[Records of coordinate annotations]
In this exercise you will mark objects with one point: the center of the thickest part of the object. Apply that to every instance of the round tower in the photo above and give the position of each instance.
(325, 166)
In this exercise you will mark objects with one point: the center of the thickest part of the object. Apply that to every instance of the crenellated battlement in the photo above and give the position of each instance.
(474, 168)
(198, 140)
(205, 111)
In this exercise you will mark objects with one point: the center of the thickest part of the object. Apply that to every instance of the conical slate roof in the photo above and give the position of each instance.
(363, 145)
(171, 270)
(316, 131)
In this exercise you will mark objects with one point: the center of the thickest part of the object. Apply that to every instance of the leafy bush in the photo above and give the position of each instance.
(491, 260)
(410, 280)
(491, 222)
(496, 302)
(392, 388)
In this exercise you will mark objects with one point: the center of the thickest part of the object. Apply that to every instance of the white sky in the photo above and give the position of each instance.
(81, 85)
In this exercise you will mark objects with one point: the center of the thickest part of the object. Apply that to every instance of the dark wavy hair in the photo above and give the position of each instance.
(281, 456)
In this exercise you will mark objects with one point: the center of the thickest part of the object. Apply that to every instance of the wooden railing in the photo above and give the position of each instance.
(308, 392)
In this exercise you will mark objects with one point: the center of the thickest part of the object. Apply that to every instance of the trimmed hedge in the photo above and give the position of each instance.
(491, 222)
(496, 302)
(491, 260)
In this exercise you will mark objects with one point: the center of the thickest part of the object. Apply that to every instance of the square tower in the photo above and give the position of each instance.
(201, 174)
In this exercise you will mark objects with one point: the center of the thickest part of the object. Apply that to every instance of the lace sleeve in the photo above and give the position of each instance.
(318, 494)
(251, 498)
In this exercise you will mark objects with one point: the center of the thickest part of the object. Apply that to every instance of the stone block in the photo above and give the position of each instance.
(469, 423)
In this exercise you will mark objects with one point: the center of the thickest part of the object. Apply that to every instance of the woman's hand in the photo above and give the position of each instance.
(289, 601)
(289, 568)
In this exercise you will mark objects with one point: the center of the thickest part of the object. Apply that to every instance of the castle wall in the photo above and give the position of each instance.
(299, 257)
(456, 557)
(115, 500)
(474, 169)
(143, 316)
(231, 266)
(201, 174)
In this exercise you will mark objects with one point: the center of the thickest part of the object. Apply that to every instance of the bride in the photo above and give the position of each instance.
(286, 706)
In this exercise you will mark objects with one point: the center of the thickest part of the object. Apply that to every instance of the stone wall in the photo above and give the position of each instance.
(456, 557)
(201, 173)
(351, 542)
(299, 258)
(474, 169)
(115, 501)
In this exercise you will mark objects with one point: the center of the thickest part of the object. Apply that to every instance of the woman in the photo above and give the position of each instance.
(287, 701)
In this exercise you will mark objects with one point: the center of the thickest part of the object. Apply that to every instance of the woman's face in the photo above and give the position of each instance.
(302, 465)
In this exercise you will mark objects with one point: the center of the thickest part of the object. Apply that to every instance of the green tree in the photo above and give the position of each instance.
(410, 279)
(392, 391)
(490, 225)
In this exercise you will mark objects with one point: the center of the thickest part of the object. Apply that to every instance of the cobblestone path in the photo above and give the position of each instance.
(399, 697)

## Work to be completed
Reproduce all of the material above word for word, from the first line to the last.

## Result of this task
In this exercise you will mark objects with one point: the center of the thickest part of the object. Apply that to every instance of the round tower in the photo above and give the position of each instance.
(325, 166)
In this exercise you will mark objects with one point: the center of the thickest part of the object. Apply that to every instance of the crenellated battlement in the photo above and give the position of each instance.
(474, 168)
(198, 140)
(205, 111)
In this exercise you will mark objects with one point: the center of the thickest part of the object. Apply that to every instance of the conical slate roof in the photo above and give the position of each instance.
(363, 145)
(171, 270)
(316, 131)
In this exercise you will mark objects with one point: the center of the thickest part of the object. Apply that to every instance of the leafy bush in the photo above and give the position of each instance.
(491, 260)
(410, 280)
(491, 222)
(496, 302)
(392, 388)
In this exercise you will mark objects with one point: the center of the thickest part of the object. Apply that to every instance of the white sky in the photo above and give the position of each instance.
(81, 85)
In this exercise you will mark objects with one point: the center of the thickest part of the object. Apply that to every instance of the dark wavy hair in the photo above and give the position of each instance.
(281, 456)
In this exercise you will mark objects with one point: the center of the thickest part of the object. Apply that to every instance of the wooden railing in the photo above and give the position of each instance.
(308, 392)
In this exercise you will mark objects with one point: the center of the thickest part of the object. Apply that to every instance of the trimmed hedge in the photo above and give the position of each instance.
(491, 222)
(496, 302)
(491, 260)
In this exercise you will mark objects with one point: the center of the thickest part of the object. Apply that to every instance of the square tower in the photo above and give the position of each instance.
(201, 174)
In this exercise you will mark objects with one point: the center of the thickest part of the object. Apply that to every instance of the lace sleeve in the photo above and give the position of each instance.
(318, 494)
(251, 498)
In this exercise you will mark objects with one point: the center of the thickest part of the object. Apply that to every instance of the stone block in the photo above and give the position of each instance.
(469, 423)
In this exercise you will mark objects with one point: the center of the thickest part of the object. Apply that to every instance of the woman's hand in the photo above and give the position of each instance.
(289, 601)
(289, 568)
In this exercise you will mark objects with one point: the center of the thickest part of the object. Apply that to every instance of the castle wall in the photo above and give the position of each instance.
(299, 257)
(456, 557)
(115, 500)
(474, 169)
(143, 316)
(231, 266)
(201, 174)
In this exercise you will mark objects with one point: the center of the thickest part of the object. Apply that to every instance of the bride in the photo above and give the position of each instance.
(286, 706)
In this exercise you will mark objects with one point: the center of the thickest part of the object. Apply that to every instance of the stone wall in the photo above and give the position of each instance.
(456, 557)
(201, 173)
(351, 542)
(299, 258)
(474, 169)
(115, 501)
In this exercise you will mark objects with one point: the center of the thickest part of the object. Apply that to every instance of the woman in the photo above and give the position of each instance.
(287, 701)
In this exercise you will mark objects with one point: the center of the thickest part of the object. Apply that to every instance of the woman's face in the photo above and give the position of each instance.
(302, 465)
In this exercise you will mark objects with one point: the center of the thickest part of the object. Apply that to every instance of the green tree in the photo above and give the position of each instance.
(410, 279)
(392, 391)
(490, 225)
In this exercise you will mark objects with one point: the center of the thickest part of the object. Apply that to every instance of the cobblestone path in the photo above and give the position of each instance.
(399, 697)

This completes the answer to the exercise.